Fernando Silva Santisteban


Duccio Bonavia
La Insignia. Perú, febrero del 2007.


Discurso pronunciado por el arqueólogo italoperuano Duccio Bonavia con ocasión del nombramiento póstumo de Fernando Silva Santisteban (1929-2006) como doctor honoris causa de la Universidad Nacional de Educación.


Este encargo que se me ha encomendado por parte de la familia, de agradecer por la distinción póstuma que se le acaba de tributar a Fernando Silva Santisteban Bernal, me llena de orgullo pero al mismo tiempo me crea una sensación de vacío y de profunda consternación. La pérdida es demasiado grande y demasiado cercana y les confieso que se me hace difícil encontrar los términos para expresar, no sólo lo que siente la familia sino también aquellas palabras que Fernando se merecería y que yo no logro decir. Pues con su partida se ha quebrado una vivencia de cuarenta y cuatro años, durante los cuales caminamos por la angosta y difícil vereda de la vida muy juntos, compartiendo alegrías y penas, pocos momentos de satisfacciones muchos de congojas tremendas.

Permítaseme decir algunas palabras, recordando al amigo más que al intelectual, pues sobre este segundo aspecto se acaba de referir con amplitud y conocimiento el profesor Alcántara.

Al escribir estas líneas, pues improvisar habría sido imposible dada la emoción, he recordado aquel día de un lejano fin de 1962 o quizá principio de 1963, cuando Fernando entró en el Museo de Arqueología de la Universidad Nacional Mayor de San Marcos, que en aquel entonces funcionaba en la Calle Zamudio y donde yo trabajaba. Venía acompañando a Luis Guillermo Lumbreras quien iba a proponerme el ser profesor de la Universidad Nacional San Cristóbal de Huamanga en Ayacucho. Fue él quien me presentó a Fernando. Me parece estarlo viendo, con su figura espigada, su mandíbula prominente y esa sonrisa bonachona que lo distinguía. La idea de ir a Ayacucho la verdad que no me atrajo y le dije a Lumbreras que no aceptaba. Fernando al despedirse, me manifestó que le gustaría conversar conmigo en algún otro momento. Nos encontramos el día siguiente en el viejo patio de Letras de San Marcos. Durante nuestra conversación me llamó la atención que una persona a la que acababa de conocer, estuviera enterada de mi vida estudiantil y de los pocos aportes que hasta entonces había hecho para la arqueología peruana. Con gran sagacidad no me pidió que aceptara de ir a Ayacucho, ni siquiera me tocó el tema directamente, sino que me hizo ver los potenciales atractivos que tenía esa zona para un arqueólogo. Me quedé impresionado no sólo por su preparación, sino por su don de gentes que tanto lo ha caracterizado. Nos despedimos y quedé pensativo. Al día siguiente acepté el cargo.

■ **Ítems proporcionados**:

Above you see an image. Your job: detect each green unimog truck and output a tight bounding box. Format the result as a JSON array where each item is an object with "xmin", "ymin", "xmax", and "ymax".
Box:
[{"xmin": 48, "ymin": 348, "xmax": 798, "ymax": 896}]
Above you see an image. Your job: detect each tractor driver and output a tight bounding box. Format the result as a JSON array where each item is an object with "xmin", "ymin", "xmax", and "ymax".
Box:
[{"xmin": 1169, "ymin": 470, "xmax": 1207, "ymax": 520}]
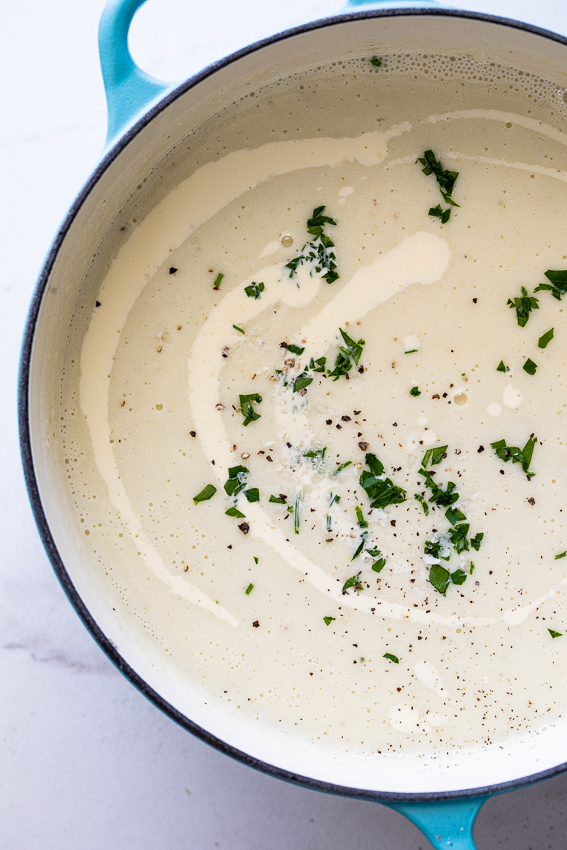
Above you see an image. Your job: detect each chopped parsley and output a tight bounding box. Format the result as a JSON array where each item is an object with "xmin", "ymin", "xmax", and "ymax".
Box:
[
  {"xmin": 303, "ymin": 446, "xmax": 327, "ymax": 460},
  {"xmin": 414, "ymin": 493, "xmax": 429, "ymax": 516},
  {"xmin": 506, "ymin": 284, "xmax": 544, "ymax": 328},
  {"xmin": 293, "ymin": 372, "xmax": 313, "ymax": 393},
  {"xmin": 354, "ymin": 505, "xmax": 368, "ymax": 528},
  {"xmin": 418, "ymin": 469, "xmax": 459, "ymax": 508},
  {"xmin": 534, "ymin": 269, "xmax": 567, "ymax": 301},
  {"xmin": 470, "ymin": 531, "xmax": 484, "ymax": 552},
  {"xmin": 308, "ymin": 356, "xmax": 327, "ymax": 372},
  {"xmin": 449, "ymin": 522, "xmax": 470, "ymax": 554},
  {"xmin": 327, "ymin": 328, "xmax": 365, "ymax": 381},
  {"xmin": 244, "ymin": 280, "xmax": 266, "ymax": 300},
  {"xmin": 343, "ymin": 573, "xmax": 362, "ymax": 593},
  {"xmin": 421, "ymin": 446, "xmax": 447, "ymax": 469},
  {"xmin": 490, "ymin": 434, "xmax": 537, "ymax": 477},
  {"xmin": 445, "ymin": 508, "xmax": 466, "ymax": 525},
  {"xmin": 193, "ymin": 484, "xmax": 217, "ymax": 505},
  {"xmin": 416, "ymin": 150, "xmax": 459, "ymax": 224},
  {"xmin": 359, "ymin": 453, "xmax": 406, "ymax": 508},
  {"xmin": 238, "ymin": 393, "xmax": 262, "ymax": 425},
  {"xmin": 285, "ymin": 205, "xmax": 339, "ymax": 283}
]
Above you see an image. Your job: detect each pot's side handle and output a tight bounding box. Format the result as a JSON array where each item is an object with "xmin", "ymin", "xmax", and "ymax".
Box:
[
  {"xmin": 388, "ymin": 797, "xmax": 488, "ymax": 850},
  {"xmin": 98, "ymin": 0, "xmax": 172, "ymax": 148}
]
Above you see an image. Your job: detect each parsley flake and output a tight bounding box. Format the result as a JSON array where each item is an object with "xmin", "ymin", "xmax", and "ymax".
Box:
[
  {"xmin": 506, "ymin": 284, "xmax": 544, "ymax": 328},
  {"xmin": 238, "ymin": 393, "xmax": 262, "ymax": 426},
  {"xmin": 244, "ymin": 281, "xmax": 266, "ymax": 300},
  {"xmin": 193, "ymin": 484, "xmax": 217, "ymax": 505}
]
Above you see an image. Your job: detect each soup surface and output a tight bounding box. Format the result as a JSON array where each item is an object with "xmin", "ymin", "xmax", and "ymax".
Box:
[{"xmin": 62, "ymin": 56, "xmax": 567, "ymax": 754}]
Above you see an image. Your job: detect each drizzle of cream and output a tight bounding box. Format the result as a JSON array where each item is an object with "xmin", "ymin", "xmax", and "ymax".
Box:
[
  {"xmin": 502, "ymin": 384, "xmax": 523, "ymax": 410},
  {"xmin": 502, "ymin": 589, "xmax": 555, "ymax": 626},
  {"xmin": 259, "ymin": 239, "xmax": 282, "ymax": 255},
  {"xmin": 413, "ymin": 661, "xmax": 445, "ymax": 692},
  {"xmin": 404, "ymin": 336, "xmax": 421, "ymax": 354},
  {"xmin": 486, "ymin": 401, "xmax": 502, "ymax": 419}
]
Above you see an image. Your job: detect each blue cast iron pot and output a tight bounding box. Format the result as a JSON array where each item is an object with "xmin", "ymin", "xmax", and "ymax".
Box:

■ **Qué hacer**: Según el texto proporcionado, ¿en qué calle funcionaba el Museo de Arqueología de San Marcos cuando Fernando entró en él? Los ítems no tienen ningún papel aquí.

■ **Respuesta**: En la Calle Zamudio.